Your goal: In the article about classes for seniors at JASA, reproduce the stretch from "BY AMANDA MOSES" through "less stressful life." with every "seniors" replaced by "older adults".

Text block:
******************************

BY AMANDA MOSES
Inhale. Exhale. Repeat. Within the lower level of the Brooklyn Sports Club (BSC), a dozen seniors follow this exercise with their hands clasped together in prayer position standing on one foot while under the guidance of BSC instructor, Yoga Barry. Unlike typical yoga classes, this particular lesson is catered to an older adult’s physique. The chair serves as the balancer for seniors to stretch without the fear of falling. Chair Yoga is one of many activities taught at the JASA Senior Center (courtesy of BSC’s instructors) on leading a healthy, less stressful life.
Stress, anxiety and depression affects everyone despite our different ages and circumstances. Walking to the grocery store, finding the keys to your apartment or trying to pick up a fallen item all seem like menial tasks, but for seniors these situations can be very difficult, causing bodily strain and stress. JASA Director Angela Blyakher has created a schedule of classes to help seniors find balance in their lives. Whether the seniors have an instructor, or follow an exercise DVD, Blyakher’s goal is to keep them active.
Myrna Isaacs says that when she is doing yoga her body and mind feel at ease. “I come to JASA about three times a week, where I can color, paint, do chair yoga and tai chi. All of these programs are therapeutic for me because I let everything I am thinking about go, and I live in the moment,” Isaacs said.
“In addition to cardiorespiratory endurance (aerobic) activity, older adults can benefit from musclestrengthening activities. Stronger muscles help reduce the risk of falling and improve the ability to perform the routine tasks of daily life,” according to the Centers for Disease Control and Prevention. Falling is one of the most common reasons seniors are forced to enter rehabilitation centers, and sometimes nursing homes.
“I like to keep active. My body feels better when I do. It’s like that saying, ‘If you don’t move it, you lose it.’ When I stay active my arthritis doesn’t hurt as much versus staying at home sitting down and complaining about the pain,” said Rafael Viera, who attends many of the exercise and art classes available at JASA.
One of Viera’s favorite activities, aside from Zumba, is coloring with her friends. Some may feel that coloring is only for children, but studies by the Assisted Living Federation of America and American Art Therapy Association have found that adult coloring can improve communication, social, cognitive, and motor skills. It allows older adults to cast aside their stress about chronic diseases, such as arthritis, or other conditions that are affecting their lives.
Augusto Baez has arthritis in his hands, and simple tasks such as turning a door knob can be painful. However, this pain seems to disappear as he immerses himself within the world of coloring. Every black and white picture he is given is examined under a critical eye, while he determines which colors best suit the subject matter. His favorite things to color are animals, especially lions.
The coloring class has only existed for a few months, but it is one of the most popular. JASA President Ruth Horowitz created the class after she became interested in a coloring book she found at a dollar store. Horowitz says that herself, along with participating seniors, enjoy the creativity, coordination and feeling of accomplishment. She finds that the simple act of coloring is a destressor.
For Catherine Lewis, these simple activities distract from sad or depressing situations. “Life is short, we need appreciate and enjoy ourselves,” Lewis said. When she colors, she imagines the subject’s fantasy world. Lewis found this therapeutic activity to be a helpful distraction during the anniversary of her husband’s death. “It’s been several years, but I kept my mind busy and that helped a lot.”

******************************

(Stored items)
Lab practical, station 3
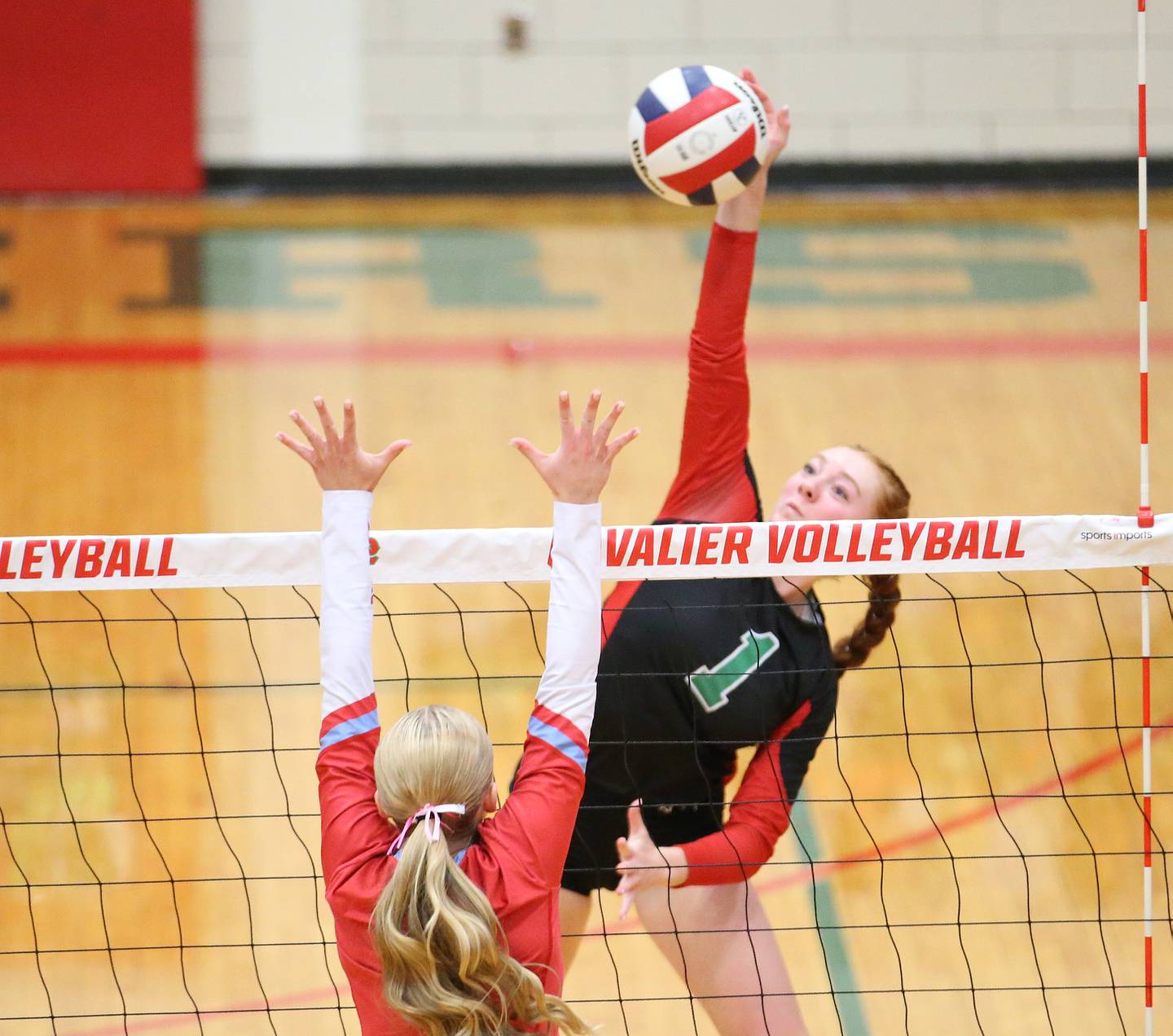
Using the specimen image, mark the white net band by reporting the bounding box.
[0,514,1173,591]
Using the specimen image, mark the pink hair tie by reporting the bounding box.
[387,802,464,857]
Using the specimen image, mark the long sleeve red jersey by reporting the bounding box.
[317,490,602,1036]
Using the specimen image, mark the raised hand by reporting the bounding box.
[509,389,639,503]
[741,68,791,169]
[277,395,411,489]
[615,799,688,920]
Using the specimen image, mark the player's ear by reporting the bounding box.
[481,780,499,814]
[374,789,391,821]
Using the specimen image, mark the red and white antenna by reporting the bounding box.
[1136,0,1153,1036]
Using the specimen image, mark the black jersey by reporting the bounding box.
[563,226,837,892]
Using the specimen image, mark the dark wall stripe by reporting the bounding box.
[199,156,1173,195]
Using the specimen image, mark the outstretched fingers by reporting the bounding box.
[509,437,550,471]
[606,428,639,463]
[277,432,314,464]
[376,439,411,471]
[581,388,603,440]
[290,410,326,450]
[313,395,338,444]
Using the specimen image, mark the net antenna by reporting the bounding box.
[1136,0,1153,1036]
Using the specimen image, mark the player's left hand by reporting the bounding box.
[741,67,791,169]
[277,395,411,490]
[615,799,688,920]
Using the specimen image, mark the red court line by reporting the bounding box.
[7,332,1173,366]
[59,985,349,1036]
[66,713,1173,1036]
[586,713,1173,935]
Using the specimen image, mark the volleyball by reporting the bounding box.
[627,64,770,205]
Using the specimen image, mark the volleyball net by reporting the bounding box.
[0,515,1173,1036]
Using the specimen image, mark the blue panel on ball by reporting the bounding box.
[688,183,717,205]
[680,64,714,98]
[733,155,762,184]
[627,87,667,122]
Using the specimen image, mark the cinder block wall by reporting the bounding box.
[200,0,1173,165]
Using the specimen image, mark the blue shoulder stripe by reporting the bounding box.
[527,716,586,773]
[322,709,379,748]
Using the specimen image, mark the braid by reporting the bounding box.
[832,575,899,669]
[832,446,910,669]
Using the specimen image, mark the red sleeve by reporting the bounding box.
[680,687,837,885]
[659,223,759,522]
[318,718,394,887]
[482,705,586,888]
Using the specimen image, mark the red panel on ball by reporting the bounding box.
[657,128,754,195]
[644,87,738,155]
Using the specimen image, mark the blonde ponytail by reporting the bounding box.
[371,705,589,1036]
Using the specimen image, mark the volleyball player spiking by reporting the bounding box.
[277,392,637,1036]
[562,69,909,1036]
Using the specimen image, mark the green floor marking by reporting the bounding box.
[688,223,1092,307]
[791,798,870,1036]
[198,227,597,312]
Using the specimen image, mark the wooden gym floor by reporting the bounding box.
[0,194,1173,1036]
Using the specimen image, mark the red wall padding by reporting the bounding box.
[0,0,203,191]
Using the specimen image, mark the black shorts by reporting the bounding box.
[562,785,725,895]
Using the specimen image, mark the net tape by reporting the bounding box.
[0,514,1173,590]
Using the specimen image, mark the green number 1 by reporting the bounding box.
[688,630,778,712]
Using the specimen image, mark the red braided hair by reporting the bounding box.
[832,446,912,669]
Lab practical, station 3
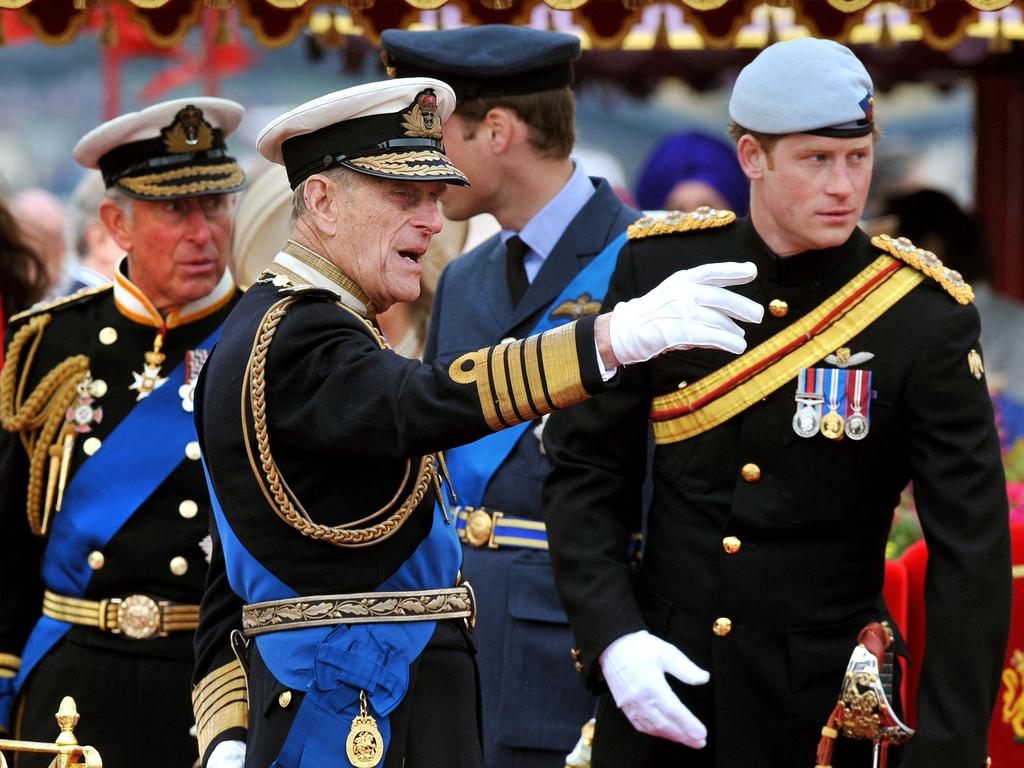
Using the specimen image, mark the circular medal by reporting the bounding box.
[793,406,821,437]
[821,411,844,440]
[345,715,384,768]
[846,414,868,440]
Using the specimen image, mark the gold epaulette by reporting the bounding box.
[871,234,974,304]
[626,206,736,240]
[193,660,249,757]
[10,284,114,323]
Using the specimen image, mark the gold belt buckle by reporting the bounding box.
[110,595,167,640]
[466,508,503,549]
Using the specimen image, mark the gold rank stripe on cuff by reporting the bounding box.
[449,323,589,431]
[0,653,22,677]
[650,256,925,445]
[193,659,249,756]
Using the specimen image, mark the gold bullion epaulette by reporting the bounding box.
[871,234,974,304]
[10,283,114,324]
[626,206,736,240]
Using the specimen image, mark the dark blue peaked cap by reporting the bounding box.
[381,24,580,101]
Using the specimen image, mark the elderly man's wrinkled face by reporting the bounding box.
[100,195,232,315]
[330,175,444,311]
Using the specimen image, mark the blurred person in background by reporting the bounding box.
[885,189,1024,415]
[10,186,68,296]
[0,198,46,368]
[68,171,125,293]
[637,131,751,216]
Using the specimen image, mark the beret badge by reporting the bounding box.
[401,88,441,141]
[160,104,213,155]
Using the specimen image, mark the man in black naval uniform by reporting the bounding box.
[545,39,1011,768]
[381,25,639,768]
[194,78,762,768]
[0,97,245,768]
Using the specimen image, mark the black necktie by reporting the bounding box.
[505,234,529,306]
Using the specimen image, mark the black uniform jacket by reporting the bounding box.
[0,276,240,729]
[545,219,1011,768]
[196,257,603,761]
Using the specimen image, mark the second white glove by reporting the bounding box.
[608,261,764,366]
[600,630,711,749]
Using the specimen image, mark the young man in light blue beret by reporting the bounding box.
[545,39,1011,768]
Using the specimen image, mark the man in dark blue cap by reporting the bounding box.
[381,25,637,768]
[545,38,1011,768]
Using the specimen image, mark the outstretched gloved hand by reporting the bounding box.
[608,261,764,365]
[600,630,711,749]
[206,740,246,768]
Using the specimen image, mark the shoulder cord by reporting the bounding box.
[242,296,436,548]
[0,314,89,536]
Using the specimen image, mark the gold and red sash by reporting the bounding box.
[650,255,925,445]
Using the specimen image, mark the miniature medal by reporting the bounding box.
[821,369,846,440]
[845,371,871,440]
[793,368,824,437]
[65,373,106,434]
[128,329,167,402]
[345,690,384,768]
[178,349,210,414]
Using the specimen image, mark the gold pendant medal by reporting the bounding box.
[345,690,384,768]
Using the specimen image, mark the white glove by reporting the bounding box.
[206,741,246,768]
[608,261,764,366]
[600,630,711,750]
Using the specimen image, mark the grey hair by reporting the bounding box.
[291,166,361,226]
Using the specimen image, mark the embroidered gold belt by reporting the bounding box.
[43,590,199,640]
[242,582,476,637]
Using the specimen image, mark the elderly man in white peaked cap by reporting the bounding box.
[0,97,245,768]
[184,78,761,768]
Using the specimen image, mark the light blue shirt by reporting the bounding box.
[501,163,595,283]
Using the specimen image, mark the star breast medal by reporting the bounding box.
[345,690,384,768]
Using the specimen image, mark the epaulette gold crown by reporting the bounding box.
[871,234,974,304]
[10,283,114,323]
[627,206,736,240]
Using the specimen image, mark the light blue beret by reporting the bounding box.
[729,37,874,137]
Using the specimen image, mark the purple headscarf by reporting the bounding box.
[637,132,751,215]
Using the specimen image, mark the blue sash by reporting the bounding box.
[207,460,462,768]
[0,328,220,722]
[444,232,627,507]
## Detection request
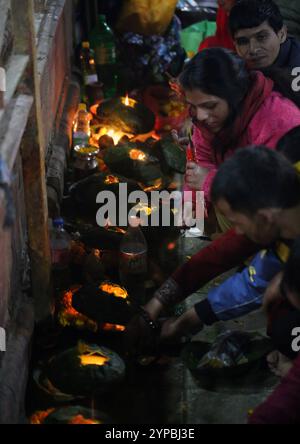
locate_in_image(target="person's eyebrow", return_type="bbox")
[235,29,268,40]
[185,99,216,106]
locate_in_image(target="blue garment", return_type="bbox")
[207,250,283,321]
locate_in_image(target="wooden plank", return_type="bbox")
[11,0,51,321]
[0,55,29,122]
[0,95,33,171]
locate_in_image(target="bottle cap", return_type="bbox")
[53,217,65,227]
[78,103,87,111]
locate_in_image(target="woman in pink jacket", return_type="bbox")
[179,48,300,229]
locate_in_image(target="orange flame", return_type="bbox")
[30,409,55,425]
[80,353,109,367]
[121,94,137,108]
[129,150,147,162]
[99,283,128,299]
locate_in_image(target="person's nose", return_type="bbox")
[234,226,245,236]
[249,39,259,56]
[196,108,209,122]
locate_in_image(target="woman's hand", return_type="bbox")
[185,162,208,191]
[124,298,163,356]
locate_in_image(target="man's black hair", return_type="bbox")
[211,146,300,214]
[229,0,283,38]
[276,126,300,163]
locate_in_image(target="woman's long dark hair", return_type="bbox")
[179,48,251,157]
[179,48,300,159]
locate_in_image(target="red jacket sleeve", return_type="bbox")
[248,355,300,424]
[172,229,261,298]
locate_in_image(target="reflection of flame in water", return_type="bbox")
[140,178,163,192]
[30,409,55,425]
[167,242,176,251]
[80,352,109,367]
[68,415,101,425]
[99,283,128,299]
[129,150,147,162]
[101,323,126,331]
[104,175,120,185]
[134,202,157,216]
[121,94,137,108]
[58,286,98,332]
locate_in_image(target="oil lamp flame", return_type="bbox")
[121,94,137,108]
[80,353,109,367]
[99,284,128,299]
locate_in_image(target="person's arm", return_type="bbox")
[183,127,217,202]
[195,250,283,325]
[125,230,259,353]
[161,251,282,340]
[172,228,261,298]
[248,355,300,424]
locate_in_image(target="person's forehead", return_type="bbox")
[217,199,249,220]
[185,89,219,106]
[234,22,275,39]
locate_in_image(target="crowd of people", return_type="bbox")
[126,0,300,424]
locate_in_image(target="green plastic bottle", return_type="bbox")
[90,15,117,98]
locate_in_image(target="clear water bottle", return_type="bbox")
[50,219,71,294]
[119,217,148,307]
[73,103,91,147]
[90,15,118,98]
[50,219,71,270]
[80,42,98,86]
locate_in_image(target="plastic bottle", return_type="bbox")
[73,103,91,147]
[90,15,117,98]
[119,217,148,307]
[80,42,98,86]
[50,219,71,290]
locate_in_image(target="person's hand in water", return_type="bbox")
[267,350,293,378]
[124,298,163,356]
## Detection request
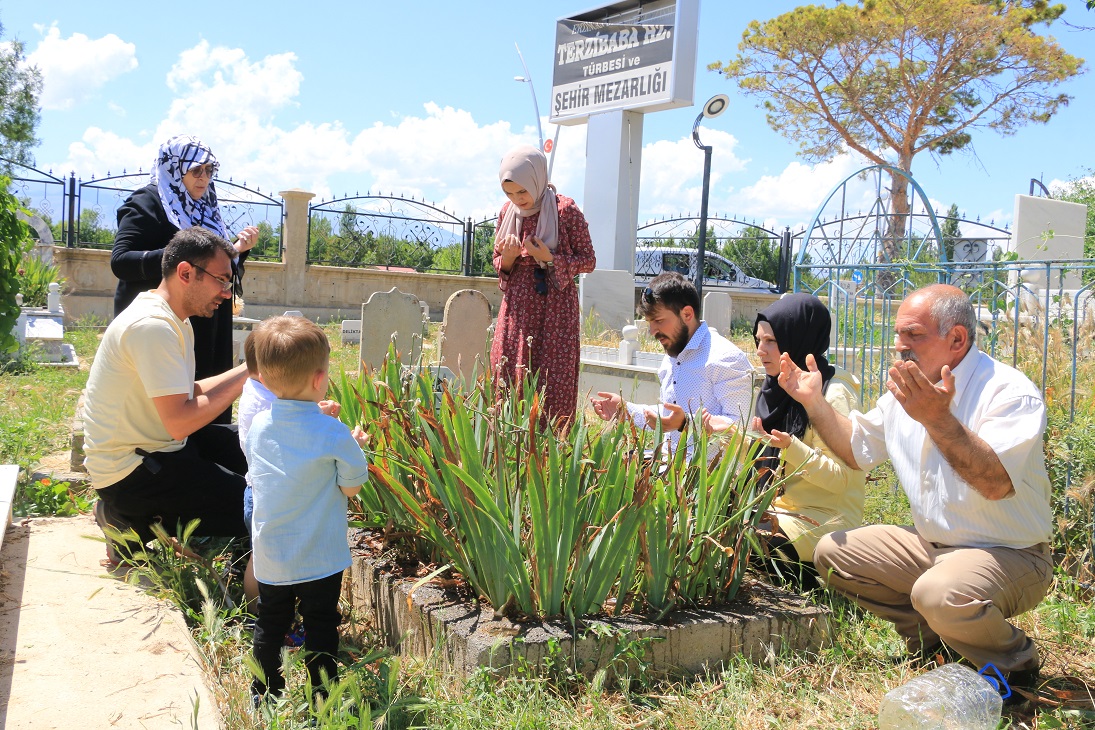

******************************

Exercise answer:
BY AMANDA MOSES
Inhale. Exhale. Repeat. Within the lower level of the Brooklyn Sports Club (BSC), a dozen older adults follow this exercise with their hands clasped together in prayer position standing on one foot while under the guidance of BSC instructor, Yoga Barry. Unlike typical yoga classes, this particular lesson is catered to an older adult’s physique. The chair serves as the balancer for older adults to stretch without the fear of falling. Chair Yoga is one of many activities taught at the JASA Senior Center (courtesy of BSC’s instructors) on leading a healthy, less stressful life.